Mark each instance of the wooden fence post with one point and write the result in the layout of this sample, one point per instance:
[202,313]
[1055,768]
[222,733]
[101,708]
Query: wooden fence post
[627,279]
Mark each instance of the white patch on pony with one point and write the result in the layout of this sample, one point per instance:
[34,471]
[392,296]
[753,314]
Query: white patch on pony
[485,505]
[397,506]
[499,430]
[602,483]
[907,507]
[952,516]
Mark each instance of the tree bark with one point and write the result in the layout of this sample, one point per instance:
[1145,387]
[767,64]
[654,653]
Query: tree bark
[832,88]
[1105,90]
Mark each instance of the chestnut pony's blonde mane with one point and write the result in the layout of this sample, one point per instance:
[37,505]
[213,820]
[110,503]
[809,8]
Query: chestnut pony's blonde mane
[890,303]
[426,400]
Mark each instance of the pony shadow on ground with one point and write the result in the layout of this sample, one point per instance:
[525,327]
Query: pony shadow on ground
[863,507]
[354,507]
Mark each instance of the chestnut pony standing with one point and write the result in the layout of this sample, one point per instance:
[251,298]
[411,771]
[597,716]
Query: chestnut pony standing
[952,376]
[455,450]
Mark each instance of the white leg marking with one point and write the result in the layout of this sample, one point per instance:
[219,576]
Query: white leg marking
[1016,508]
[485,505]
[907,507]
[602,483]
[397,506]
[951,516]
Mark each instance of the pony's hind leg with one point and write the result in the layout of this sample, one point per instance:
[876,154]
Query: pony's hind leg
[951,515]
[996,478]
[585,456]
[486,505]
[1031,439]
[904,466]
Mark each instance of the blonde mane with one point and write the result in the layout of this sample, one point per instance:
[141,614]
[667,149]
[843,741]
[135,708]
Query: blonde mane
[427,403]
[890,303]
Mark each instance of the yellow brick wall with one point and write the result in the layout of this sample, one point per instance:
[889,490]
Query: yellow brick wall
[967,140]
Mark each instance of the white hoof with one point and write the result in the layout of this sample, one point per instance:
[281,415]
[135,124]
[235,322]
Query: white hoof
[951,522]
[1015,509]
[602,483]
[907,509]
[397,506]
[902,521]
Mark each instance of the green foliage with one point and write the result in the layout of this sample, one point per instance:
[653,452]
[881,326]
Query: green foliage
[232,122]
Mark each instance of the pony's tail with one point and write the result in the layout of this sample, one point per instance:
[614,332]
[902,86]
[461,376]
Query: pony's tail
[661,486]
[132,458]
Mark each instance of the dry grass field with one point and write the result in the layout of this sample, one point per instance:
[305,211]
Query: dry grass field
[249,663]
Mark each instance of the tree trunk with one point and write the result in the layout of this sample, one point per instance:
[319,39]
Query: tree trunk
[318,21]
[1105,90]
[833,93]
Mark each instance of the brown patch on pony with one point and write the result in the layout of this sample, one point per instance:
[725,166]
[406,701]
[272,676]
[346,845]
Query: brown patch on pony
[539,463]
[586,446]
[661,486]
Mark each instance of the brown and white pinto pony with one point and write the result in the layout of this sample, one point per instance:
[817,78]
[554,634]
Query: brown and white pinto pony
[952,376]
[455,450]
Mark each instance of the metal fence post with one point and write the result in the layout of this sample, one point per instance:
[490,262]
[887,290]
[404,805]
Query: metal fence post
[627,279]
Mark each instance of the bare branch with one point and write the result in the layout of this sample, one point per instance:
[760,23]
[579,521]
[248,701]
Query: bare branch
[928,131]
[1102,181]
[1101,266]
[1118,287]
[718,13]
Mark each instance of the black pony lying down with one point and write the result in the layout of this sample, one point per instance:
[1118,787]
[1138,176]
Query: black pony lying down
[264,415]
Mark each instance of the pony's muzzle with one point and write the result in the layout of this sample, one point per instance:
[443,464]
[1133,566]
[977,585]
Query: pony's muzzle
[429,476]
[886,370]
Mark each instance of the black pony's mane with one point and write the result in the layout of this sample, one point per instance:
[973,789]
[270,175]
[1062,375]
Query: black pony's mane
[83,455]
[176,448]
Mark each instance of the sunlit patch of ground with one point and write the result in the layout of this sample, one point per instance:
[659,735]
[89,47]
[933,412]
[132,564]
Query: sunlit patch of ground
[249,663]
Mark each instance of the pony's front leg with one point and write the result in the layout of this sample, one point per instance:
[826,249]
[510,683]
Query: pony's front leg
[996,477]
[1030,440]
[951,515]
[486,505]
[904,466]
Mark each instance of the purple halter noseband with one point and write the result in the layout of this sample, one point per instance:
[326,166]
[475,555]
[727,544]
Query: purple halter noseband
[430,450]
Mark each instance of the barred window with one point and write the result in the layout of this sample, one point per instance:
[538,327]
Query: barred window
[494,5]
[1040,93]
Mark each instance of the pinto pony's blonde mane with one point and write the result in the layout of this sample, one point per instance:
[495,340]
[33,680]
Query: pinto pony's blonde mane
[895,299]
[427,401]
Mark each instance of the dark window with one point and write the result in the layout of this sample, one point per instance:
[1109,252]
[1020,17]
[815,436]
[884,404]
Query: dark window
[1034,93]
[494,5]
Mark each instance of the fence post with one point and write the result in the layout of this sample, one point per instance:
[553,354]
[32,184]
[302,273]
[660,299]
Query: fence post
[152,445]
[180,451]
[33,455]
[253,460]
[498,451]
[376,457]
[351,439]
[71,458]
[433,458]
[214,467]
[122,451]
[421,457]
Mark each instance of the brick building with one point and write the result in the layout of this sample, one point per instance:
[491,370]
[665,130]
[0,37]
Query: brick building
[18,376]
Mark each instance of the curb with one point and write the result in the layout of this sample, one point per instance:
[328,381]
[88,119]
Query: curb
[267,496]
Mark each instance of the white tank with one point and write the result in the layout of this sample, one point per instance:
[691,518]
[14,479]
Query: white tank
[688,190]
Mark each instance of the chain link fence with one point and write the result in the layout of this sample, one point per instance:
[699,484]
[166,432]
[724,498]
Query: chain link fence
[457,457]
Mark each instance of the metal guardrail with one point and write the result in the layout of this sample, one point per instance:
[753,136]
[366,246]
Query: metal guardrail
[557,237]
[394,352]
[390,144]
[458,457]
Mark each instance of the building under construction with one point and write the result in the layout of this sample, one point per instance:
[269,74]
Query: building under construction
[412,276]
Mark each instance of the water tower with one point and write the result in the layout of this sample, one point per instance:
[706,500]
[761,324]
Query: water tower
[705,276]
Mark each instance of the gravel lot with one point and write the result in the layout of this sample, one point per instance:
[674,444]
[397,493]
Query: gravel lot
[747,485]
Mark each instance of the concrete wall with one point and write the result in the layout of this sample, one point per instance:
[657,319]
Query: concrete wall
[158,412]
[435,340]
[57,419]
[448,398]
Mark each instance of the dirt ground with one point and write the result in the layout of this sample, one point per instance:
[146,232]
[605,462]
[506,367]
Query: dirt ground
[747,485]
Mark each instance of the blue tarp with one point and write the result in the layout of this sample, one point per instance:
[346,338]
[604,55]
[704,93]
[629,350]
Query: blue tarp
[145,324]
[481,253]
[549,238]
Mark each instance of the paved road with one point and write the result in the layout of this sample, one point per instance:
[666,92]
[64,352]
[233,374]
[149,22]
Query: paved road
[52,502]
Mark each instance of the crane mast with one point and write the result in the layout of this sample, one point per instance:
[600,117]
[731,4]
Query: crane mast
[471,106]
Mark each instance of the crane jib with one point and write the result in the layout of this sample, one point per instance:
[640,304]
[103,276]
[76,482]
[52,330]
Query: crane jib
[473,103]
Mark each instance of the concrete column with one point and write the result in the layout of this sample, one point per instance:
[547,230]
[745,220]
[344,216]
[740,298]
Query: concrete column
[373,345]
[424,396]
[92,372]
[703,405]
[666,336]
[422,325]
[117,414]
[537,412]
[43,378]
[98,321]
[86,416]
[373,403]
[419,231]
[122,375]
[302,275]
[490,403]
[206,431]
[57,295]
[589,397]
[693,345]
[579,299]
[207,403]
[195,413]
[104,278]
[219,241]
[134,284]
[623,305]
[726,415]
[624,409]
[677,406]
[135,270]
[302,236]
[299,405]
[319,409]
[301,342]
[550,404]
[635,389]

* [ASSIGNED TASK] Output, exactly and with nothing else, the lines from the line containing "Query: dirt ground" to the end of the entries.

* [RESULT OF THE TASK]
Query: dirt ground
[747,485]
Mark each instance of the blue tarp with one point and write the result in the layout of this sample, one point per instance:
[346,338]
[604,55]
[704,93]
[629,350]
Query: blue tarp
[145,324]
[481,253]
[549,238]
Mark each instance of the paved road with one point and write the result in the layout of this sample, one point per instance:
[666,92]
[64,352]
[233,374]
[149,22]
Query: paved road
[52,502]
Mark each instance of the crane mast with one point and write the result in the layout of this sample, one point per instance:
[600,117]
[731,4]
Query: crane mast
[471,106]
Mark each instance of the crane jib with one point and write the result in the layout of this sample, one point per instance:
[640,304]
[103,276]
[76,482]
[52,330]
Query: crane jib
[473,103]
Mark each instance of the concrete column with one point and write the result in the layout of this sample, one point per instance:
[547,230]
[745,220]
[344,216]
[740,298]
Query: concrete column
[373,345]
[424,396]
[92,372]
[703,405]
[666,336]
[422,325]
[117,414]
[537,412]
[43,378]
[98,321]
[86,416]
[373,403]
[419,231]
[122,375]
[302,275]
[490,403]
[206,431]
[57,295]
[589,397]
[693,345]
[579,299]
[207,403]
[195,413]
[104,278]
[219,241]
[134,284]
[623,305]
[726,415]
[624,409]
[677,406]
[135,270]
[302,236]
[299,405]
[319,409]
[301,342]
[550,404]
[635,389]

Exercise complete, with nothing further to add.